Task details: All lines from the one with "Where can the man mowing" to the end need to be copied exactly, with nothing before them.

Dataset rows:

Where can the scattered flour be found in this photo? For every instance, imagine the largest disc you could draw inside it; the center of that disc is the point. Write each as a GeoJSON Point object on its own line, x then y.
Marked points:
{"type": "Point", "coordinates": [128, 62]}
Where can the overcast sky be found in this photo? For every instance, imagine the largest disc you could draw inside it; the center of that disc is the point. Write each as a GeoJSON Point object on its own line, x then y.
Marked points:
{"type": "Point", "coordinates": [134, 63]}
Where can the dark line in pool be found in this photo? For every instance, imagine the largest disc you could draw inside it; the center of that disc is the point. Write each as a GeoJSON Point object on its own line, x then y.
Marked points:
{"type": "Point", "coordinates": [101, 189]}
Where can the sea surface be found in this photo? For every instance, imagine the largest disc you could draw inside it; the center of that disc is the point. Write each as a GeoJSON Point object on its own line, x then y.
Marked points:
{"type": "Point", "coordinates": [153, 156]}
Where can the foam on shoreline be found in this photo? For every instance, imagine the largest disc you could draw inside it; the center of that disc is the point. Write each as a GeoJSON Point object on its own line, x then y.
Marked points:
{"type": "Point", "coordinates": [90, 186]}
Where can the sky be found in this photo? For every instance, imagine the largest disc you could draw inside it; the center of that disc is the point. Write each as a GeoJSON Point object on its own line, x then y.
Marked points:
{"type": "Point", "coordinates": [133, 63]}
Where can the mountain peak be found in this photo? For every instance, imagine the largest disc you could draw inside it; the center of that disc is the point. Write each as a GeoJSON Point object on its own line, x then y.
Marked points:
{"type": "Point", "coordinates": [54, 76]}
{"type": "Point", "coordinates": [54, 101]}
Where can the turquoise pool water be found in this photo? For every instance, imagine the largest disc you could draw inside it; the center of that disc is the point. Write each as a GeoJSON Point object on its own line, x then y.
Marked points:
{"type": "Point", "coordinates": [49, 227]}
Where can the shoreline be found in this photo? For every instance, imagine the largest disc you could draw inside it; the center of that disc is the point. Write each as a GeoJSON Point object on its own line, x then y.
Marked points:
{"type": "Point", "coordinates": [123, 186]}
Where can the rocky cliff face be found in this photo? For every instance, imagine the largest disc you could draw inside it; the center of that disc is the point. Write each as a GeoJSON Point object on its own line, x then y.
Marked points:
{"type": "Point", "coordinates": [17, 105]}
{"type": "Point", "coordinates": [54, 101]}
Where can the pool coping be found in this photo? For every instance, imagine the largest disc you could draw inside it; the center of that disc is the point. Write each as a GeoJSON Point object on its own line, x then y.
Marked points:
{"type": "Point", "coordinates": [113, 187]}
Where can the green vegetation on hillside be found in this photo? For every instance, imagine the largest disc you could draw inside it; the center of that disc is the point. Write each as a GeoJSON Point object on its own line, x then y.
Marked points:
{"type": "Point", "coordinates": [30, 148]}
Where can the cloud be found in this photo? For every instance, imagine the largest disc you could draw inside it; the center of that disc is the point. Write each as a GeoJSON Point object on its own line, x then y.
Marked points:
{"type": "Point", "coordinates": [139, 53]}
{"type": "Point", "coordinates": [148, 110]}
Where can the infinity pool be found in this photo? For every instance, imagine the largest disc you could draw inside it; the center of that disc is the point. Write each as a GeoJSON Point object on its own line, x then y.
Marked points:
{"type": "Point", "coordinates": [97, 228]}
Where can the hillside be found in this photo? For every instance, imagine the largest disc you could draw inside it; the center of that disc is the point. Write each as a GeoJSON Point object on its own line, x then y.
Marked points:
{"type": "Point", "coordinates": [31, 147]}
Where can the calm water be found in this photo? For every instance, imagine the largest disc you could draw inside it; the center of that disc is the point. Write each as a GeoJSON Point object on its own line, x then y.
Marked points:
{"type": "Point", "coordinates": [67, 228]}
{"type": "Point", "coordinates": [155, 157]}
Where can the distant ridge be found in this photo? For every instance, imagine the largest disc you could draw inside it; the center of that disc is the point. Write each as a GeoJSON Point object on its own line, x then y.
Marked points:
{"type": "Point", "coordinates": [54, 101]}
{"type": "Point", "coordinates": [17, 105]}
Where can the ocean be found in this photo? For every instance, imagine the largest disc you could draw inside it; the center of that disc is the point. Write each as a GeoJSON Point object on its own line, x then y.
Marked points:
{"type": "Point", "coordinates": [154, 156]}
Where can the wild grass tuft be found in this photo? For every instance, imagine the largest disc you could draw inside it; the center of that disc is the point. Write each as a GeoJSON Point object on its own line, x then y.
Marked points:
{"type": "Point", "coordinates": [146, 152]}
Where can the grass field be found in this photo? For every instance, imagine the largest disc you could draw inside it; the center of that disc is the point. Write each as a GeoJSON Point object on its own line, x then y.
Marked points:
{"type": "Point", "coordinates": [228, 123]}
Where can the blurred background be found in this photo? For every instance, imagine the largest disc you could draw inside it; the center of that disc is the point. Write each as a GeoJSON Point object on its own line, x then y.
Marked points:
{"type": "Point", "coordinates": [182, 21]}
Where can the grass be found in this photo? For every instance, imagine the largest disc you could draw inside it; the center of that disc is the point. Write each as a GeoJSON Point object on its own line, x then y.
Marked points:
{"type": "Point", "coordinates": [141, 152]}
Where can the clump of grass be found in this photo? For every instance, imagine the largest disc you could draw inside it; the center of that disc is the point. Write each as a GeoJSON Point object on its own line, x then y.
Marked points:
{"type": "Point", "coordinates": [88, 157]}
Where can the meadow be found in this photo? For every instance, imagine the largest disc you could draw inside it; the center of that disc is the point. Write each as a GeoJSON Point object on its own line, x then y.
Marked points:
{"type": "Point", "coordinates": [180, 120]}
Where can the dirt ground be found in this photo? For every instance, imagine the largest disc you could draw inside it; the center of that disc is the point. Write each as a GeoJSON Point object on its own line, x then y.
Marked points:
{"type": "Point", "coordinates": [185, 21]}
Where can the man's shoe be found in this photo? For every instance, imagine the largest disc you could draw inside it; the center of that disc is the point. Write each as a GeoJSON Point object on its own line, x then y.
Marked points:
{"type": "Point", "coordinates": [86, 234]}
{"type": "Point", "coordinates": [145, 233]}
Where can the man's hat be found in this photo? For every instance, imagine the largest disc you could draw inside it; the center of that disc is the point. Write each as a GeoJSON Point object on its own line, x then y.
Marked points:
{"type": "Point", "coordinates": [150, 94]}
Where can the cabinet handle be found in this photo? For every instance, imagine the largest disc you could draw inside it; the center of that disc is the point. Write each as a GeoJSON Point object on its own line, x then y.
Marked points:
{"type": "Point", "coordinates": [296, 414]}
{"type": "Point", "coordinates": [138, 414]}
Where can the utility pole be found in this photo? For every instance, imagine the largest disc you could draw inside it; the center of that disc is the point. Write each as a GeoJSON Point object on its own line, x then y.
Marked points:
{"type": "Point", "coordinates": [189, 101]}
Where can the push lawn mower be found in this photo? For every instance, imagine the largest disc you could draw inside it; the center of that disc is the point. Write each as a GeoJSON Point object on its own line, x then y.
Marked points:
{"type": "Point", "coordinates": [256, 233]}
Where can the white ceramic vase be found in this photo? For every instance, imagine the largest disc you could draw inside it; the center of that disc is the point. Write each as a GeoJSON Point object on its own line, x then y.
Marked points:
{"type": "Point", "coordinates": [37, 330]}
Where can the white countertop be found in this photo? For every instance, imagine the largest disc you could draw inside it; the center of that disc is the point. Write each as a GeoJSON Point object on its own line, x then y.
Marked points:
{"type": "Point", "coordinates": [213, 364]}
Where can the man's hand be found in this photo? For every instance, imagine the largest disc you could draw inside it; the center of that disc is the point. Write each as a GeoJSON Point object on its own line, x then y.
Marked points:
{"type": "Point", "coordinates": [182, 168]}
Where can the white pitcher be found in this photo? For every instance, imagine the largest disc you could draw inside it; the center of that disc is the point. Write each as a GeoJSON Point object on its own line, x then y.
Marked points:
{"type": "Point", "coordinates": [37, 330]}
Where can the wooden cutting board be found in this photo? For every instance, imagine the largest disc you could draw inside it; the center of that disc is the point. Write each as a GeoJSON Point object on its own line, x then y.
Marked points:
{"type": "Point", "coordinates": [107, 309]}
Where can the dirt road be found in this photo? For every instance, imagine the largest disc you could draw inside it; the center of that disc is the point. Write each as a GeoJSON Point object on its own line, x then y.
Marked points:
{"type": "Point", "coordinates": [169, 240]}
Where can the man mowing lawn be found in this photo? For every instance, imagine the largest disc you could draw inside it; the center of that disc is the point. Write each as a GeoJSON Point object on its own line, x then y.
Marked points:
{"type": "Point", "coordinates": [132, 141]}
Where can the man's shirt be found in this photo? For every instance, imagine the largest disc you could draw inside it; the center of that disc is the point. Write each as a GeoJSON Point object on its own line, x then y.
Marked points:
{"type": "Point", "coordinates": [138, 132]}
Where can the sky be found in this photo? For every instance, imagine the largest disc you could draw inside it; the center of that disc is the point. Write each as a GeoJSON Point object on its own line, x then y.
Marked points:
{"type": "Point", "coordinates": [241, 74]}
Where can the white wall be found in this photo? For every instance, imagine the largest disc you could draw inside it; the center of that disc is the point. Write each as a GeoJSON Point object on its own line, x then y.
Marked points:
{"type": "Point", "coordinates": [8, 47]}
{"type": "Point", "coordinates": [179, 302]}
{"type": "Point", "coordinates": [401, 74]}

Answer in full:
Where can the man mowing lawn be found in this photo? For every instance, imagine the largest disc you could draw inside it; the center of that disc is the point. Write each as a GeoJSON Point object on its own line, x then y.
Marked points:
{"type": "Point", "coordinates": [132, 141]}
Where can the man's shirt be found in this photo? For every instance, imagine the largest disc you could draw inside it; the center of that disc is the point. Write each as a GeoJSON Point object on its own line, x then y.
Marked points:
{"type": "Point", "coordinates": [138, 132]}
Where can the sky be found in this photo? For every instance, imagine the largest disc you could draw inside it; the center of that disc is the point. Write each as a GeoJSON Point object on its own line, x then y.
Marked points:
{"type": "Point", "coordinates": [241, 74]}
Where can the white wall be found in this photo? For every instance, imagine the largest disc you could draw inside it; the center of that disc is the point. Write each as a GeoJSON Point object on its own line, x then y.
Marked points:
{"type": "Point", "coordinates": [8, 47]}
{"type": "Point", "coordinates": [179, 302]}
{"type": "Point", "coordinates": [401, 74]}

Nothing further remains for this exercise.